• [TEXTE PRÉSENTÉ]
----
Paris, le lundi 19 décembre 2022 – Pour le deuxième week-end de travail de la convention citoyenne sur la fin de vie, les citoyens ont pu interroger des soignants exerçant dans des services de soins palliatifs ou de réanimation.
Ce sera sans doute la grande question éthique de 2023. Depuis le 9 décembre dernier, 180 citoyens tirés au sort participent à la convention citoyenne sur la fin de vie et sont chargés de déterminer si la législation actuelle sur la fin de vie doit être modifiée pour éventuellement autoriser l’euthanasie et/ou le suicide assisté, comme le Comité Consultatif national d’éthique (CCNE) l’a suggéré dans un avis datant de septembre dernier. Découleront de ces travaux un rapport qui sera rendu au gouvernement en mars prochain et éventuellement un projet de loi, le Président de la République n’ayant pas caché sa préférence pour le « modèle belge », alors que nos voisins autorisent l’euthanasie assez largement.
Les soignants de soins palliatifs très circonspects sur la légalisation de l’euthanasie
Après un premier week-end consacré à la découverte de la législation en vigueur, les citoyens membres de la commission ont pu ces trois derniers jours rencontrer et interroger quatorze soignants exerçant en soins palliatifs et dans des services de réanimation. Or, si les sondages indiquent que la majorité des Français sont favorables à la légalisation de l’aide à active à mourir, tel n’est pas le cas des médecins qui exercent en soins palliatifs. En septembre dernier, la société française d’accompagnement et de soins palliatifs (SFAP) a ainsi clairement exprimé son opposition à toute légalisation de l’euthanasie.
----
[Enregistrements issus d'une source de données]
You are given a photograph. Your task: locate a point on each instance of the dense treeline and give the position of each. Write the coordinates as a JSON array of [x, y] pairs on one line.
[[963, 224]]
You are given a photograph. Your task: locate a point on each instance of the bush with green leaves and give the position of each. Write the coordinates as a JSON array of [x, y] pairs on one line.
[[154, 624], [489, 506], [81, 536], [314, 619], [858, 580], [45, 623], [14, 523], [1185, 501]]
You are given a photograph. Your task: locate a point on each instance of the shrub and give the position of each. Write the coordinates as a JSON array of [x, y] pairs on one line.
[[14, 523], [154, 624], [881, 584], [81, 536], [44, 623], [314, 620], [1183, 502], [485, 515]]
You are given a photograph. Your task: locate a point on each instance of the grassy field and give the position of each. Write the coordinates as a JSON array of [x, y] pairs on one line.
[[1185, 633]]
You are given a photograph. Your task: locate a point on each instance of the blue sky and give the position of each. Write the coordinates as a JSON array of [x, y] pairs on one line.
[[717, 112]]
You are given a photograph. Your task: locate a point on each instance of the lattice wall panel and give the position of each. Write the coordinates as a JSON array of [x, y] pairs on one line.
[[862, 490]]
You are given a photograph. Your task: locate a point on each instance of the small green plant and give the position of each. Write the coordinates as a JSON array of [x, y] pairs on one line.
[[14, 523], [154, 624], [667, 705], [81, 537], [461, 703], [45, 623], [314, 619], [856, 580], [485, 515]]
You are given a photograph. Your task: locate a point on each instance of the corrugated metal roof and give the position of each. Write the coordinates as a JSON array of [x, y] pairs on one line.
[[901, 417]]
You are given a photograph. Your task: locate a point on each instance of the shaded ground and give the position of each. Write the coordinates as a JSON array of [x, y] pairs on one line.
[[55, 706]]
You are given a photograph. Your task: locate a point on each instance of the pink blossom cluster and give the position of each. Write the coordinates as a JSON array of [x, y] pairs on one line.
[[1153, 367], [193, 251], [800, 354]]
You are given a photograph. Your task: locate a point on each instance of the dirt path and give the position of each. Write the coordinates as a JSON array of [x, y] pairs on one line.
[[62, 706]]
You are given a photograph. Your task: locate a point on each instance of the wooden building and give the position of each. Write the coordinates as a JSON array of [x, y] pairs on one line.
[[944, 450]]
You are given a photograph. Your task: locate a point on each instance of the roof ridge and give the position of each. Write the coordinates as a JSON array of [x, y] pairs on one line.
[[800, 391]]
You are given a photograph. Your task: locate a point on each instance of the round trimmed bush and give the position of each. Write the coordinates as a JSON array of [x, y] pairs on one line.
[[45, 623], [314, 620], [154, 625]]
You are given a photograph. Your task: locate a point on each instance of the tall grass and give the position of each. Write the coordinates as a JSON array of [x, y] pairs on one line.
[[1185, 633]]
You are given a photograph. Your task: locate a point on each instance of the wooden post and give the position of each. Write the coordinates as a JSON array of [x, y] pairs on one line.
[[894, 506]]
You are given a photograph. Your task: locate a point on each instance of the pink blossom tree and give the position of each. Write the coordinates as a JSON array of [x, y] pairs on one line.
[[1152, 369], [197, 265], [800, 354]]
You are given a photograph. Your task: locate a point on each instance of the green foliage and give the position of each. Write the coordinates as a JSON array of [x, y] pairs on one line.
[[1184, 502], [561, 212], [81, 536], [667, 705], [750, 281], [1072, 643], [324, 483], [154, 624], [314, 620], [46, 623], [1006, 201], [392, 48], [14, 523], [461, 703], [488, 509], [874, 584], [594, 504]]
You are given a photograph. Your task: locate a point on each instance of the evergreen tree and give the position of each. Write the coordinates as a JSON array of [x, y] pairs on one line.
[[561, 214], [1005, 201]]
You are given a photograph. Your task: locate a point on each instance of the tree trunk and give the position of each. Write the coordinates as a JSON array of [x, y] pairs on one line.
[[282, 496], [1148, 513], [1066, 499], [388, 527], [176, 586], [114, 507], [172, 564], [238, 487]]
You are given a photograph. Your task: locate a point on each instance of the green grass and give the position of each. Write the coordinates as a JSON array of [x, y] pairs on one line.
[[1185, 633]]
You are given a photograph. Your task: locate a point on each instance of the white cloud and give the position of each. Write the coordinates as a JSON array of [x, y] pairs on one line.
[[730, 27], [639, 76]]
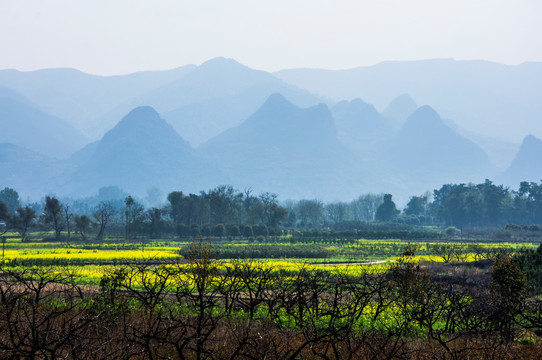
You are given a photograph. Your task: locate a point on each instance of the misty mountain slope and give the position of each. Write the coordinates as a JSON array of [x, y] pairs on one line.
[[360, 126], [143, 151], [81, 98], [30, 173], [426, 153], [23, 124], [488, 98], [291, 151], [526, 166], [398, 110], [218, 95]]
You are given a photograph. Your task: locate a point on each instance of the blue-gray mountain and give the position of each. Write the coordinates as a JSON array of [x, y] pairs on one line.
[[361, 127], [291, 151], [24, 124], [527, 165], [140, 152], [33, 175], [82, 99], [426, 153], [398, 110], [488, 98]]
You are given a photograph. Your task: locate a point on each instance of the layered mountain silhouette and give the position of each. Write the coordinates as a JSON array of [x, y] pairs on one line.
[[140, 152], [360, 126], [288, 150], [527, 165], [220, 94], [427, 153], [83, 99], [30, 173], [497, 100], [23, 124], [398, 110]]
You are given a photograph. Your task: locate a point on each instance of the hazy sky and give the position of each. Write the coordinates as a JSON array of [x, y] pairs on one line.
[[122, 36]]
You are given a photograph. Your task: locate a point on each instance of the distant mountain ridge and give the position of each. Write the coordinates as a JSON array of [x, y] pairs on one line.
[[527, 164], [140, 152], [288, 150], [24, 124], [428, 153], [488, 98]]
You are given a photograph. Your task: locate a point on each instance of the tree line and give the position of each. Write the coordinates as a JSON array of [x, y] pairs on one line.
[[225, 211]]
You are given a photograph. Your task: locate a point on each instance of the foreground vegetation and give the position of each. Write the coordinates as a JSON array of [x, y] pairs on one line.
[[203, 308], [267, 281]]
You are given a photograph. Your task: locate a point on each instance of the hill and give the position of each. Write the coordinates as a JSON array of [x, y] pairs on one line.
[[291, 151], [140, 152], [526, 166], [24, 124]]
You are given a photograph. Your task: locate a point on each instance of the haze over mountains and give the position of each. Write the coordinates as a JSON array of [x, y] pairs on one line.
[[197, 127]]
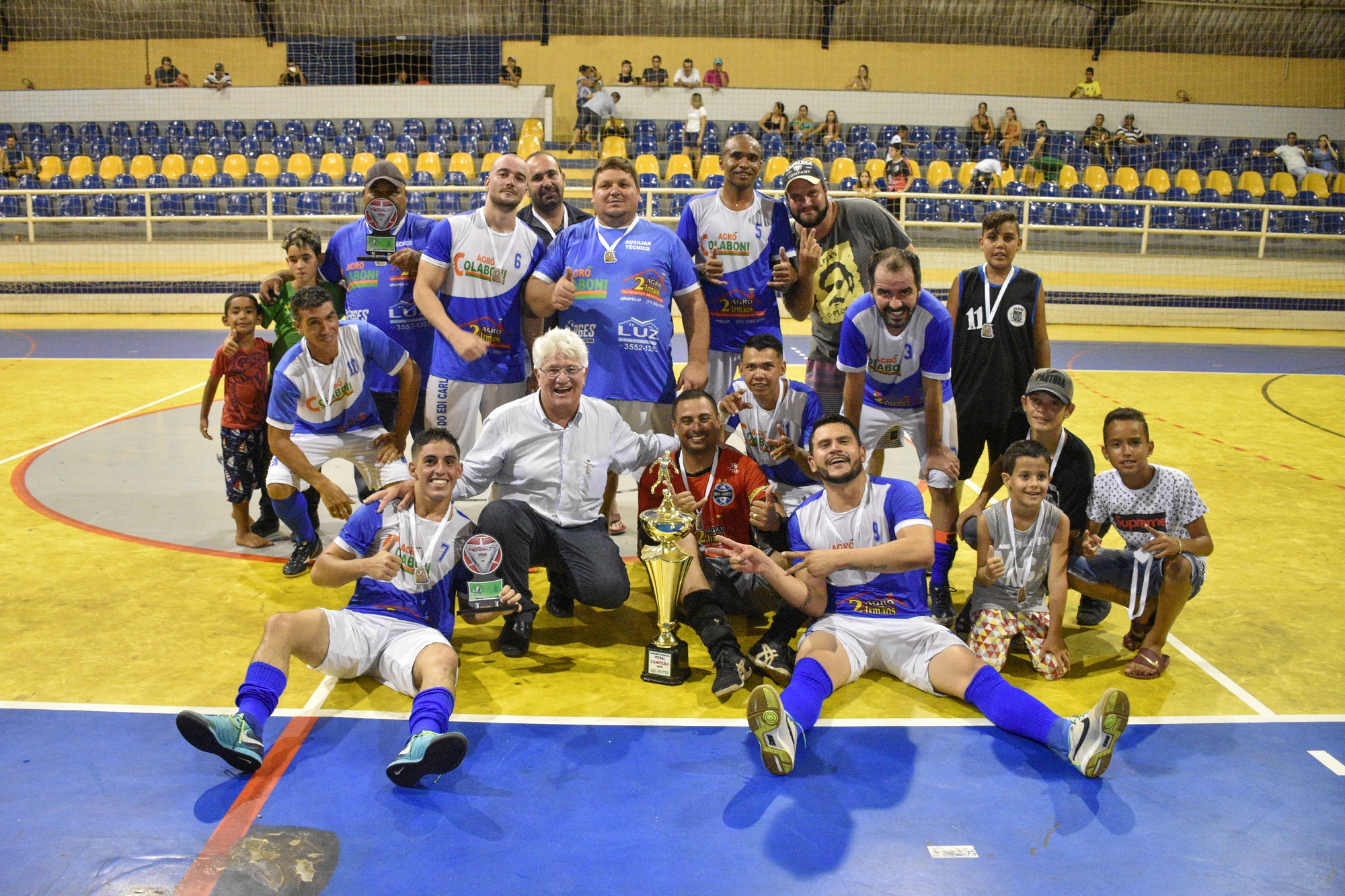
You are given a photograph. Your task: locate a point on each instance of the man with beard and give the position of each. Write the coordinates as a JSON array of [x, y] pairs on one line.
[[861, 546], [482, 260]]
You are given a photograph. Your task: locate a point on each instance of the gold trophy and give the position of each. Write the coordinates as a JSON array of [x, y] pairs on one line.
[[665, 657]]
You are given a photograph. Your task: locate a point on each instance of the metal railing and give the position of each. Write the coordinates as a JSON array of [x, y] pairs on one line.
[[902, 205]]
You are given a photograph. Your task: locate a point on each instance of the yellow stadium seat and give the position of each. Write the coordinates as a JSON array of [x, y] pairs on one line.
[[1096, 178], [111, 167], [301, 165], [462, 162], [50, 167], [361, 163], [333, 166], [775, 166], [403, 163], [1219, 182], [143, 166], [1285, 184], [173, 166], [843, 169], [679, 163], [430, 162], [1312, 184], [1126, 179]]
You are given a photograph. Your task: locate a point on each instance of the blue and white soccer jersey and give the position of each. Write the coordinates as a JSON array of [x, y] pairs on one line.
[[387, 624], [748, 243], [623, 309], [330, 408], [880, 619], [485, 276], [797, 411], [895, 369]]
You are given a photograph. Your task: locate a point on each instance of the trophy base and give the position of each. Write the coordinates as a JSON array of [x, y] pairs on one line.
[[666, 665]]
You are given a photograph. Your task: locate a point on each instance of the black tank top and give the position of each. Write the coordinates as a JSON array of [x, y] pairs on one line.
[[991, 374]]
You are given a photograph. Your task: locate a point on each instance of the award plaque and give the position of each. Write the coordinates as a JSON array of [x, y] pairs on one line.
[[666, 655], [482, 557]]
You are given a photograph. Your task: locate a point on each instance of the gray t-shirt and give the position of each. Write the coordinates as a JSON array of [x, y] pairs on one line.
[[1026, 568], [861, 229]]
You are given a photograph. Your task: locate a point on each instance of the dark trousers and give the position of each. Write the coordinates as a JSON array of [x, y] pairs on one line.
[[582, 563]]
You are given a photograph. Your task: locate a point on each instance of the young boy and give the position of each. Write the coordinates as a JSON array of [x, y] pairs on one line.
[[1163, 520], [1023, 546], [243, 425]]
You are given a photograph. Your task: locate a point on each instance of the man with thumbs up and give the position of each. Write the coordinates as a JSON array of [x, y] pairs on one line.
[[744, 253]]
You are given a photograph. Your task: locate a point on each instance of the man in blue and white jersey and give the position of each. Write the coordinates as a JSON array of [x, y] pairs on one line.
[[470, 287], [861, 546], [896, 352], [321, 408], [743, 244], [408, 572]]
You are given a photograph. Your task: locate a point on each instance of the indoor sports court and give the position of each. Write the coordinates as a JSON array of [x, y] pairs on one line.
[[126, 598]]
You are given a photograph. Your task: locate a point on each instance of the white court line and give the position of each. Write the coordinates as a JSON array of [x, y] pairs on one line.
[[1327, 759], [124, 413]]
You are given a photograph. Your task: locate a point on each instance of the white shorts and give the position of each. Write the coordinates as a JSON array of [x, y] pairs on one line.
[[875, 423], [461, 407], [379, 646], [645, 416], [900, 647], [357, 447]]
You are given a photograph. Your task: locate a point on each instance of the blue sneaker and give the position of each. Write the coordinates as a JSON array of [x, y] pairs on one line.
[[231, 737], [427, 754]]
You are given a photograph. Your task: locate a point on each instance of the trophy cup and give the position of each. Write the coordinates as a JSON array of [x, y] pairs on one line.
[[482, 557], [666, 657]]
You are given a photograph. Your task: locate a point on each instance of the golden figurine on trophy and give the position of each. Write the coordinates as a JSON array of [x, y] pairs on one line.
[[665, 657]]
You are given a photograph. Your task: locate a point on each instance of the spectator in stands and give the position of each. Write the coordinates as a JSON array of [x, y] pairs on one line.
[[656, 76], [688, 76], [1098, 139], [219, 79], [775, 122], [1011, 131], [983, 128], [293, 77], [169, 76], [1087, 89], [718, 77]]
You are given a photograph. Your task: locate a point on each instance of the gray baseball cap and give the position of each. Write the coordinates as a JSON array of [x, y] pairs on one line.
[[1058, 382]]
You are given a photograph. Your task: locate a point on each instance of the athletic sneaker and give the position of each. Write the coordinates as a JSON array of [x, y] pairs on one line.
[[1094, 735], [774, 659], [231, 737], [427, 754], [774, 729], [303, 557], [731, 671]]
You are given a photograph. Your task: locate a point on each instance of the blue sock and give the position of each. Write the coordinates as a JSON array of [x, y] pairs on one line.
[[431, 710], [259, 694], [1013, 709], [945, 549], [809, 686], [294, 513]]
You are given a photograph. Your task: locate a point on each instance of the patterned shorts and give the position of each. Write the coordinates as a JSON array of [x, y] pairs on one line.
[[993, 628], [247, 456]]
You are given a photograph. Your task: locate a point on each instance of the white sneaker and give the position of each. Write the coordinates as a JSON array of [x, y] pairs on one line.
[[774, 729], [1094, 735]]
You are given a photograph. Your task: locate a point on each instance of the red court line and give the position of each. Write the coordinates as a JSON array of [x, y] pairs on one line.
[[205, 872]]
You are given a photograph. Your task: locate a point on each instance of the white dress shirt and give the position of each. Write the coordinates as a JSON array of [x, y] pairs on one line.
[[558, 471]]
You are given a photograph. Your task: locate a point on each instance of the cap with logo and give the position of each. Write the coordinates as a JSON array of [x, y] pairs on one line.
[[1058, 382]]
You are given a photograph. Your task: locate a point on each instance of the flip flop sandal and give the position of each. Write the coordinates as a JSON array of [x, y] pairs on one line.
[[1147, 659]]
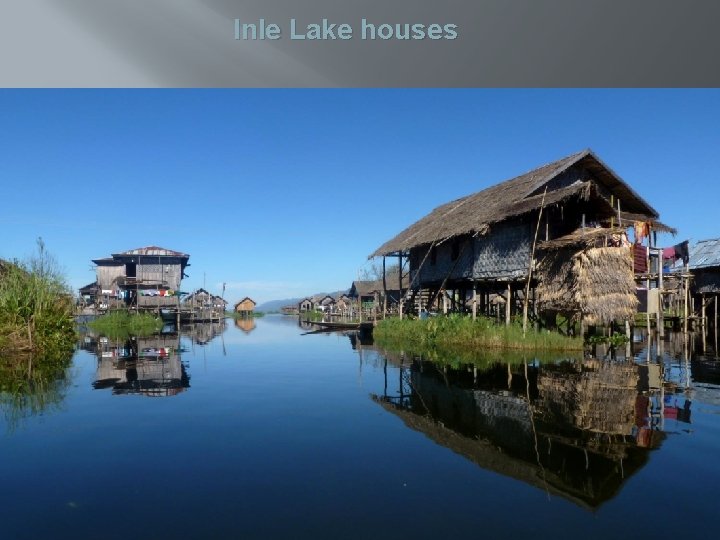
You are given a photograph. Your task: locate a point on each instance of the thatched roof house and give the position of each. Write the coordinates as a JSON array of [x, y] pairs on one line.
[[306, 304], [246, 305], [203, 298], [487, 237], [705, 266]]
----
• [CONSIGNE] Recopiez à l'identique le passage de l'article sur la convention citoyenne sur la fin de vie : commencez aux mots « Ce sera sans » et arrêtez-vous après « l’euthanasie assez largement. ».

• [RÉPONSE]
Ce sera sans doute la grande question éthique de 2023. Depuis le 9 décembre dernier, 180 citoyens tirés au sort participent à la convention citoyenne sur la fin de vie et sont chargés de déterminer si la législation actuelle sur la fin de vie doit être modifiée pour éventuellement autoriser l’euthanasie et/ou le suicide assisté, comme le Comité Consultatif national d’éthique (CCNE) l’a suggéré dans un avis datant de septembre dernier. Découleront de ces travaux un rapport qui sera rendu au gouvernement en mars prochain et éventuellement un projet de loi, le Président de la République n’ayant pas caché sa préférence pour le « modèle belge », alors que nos voisins autorisent l’euthanasie assez largement.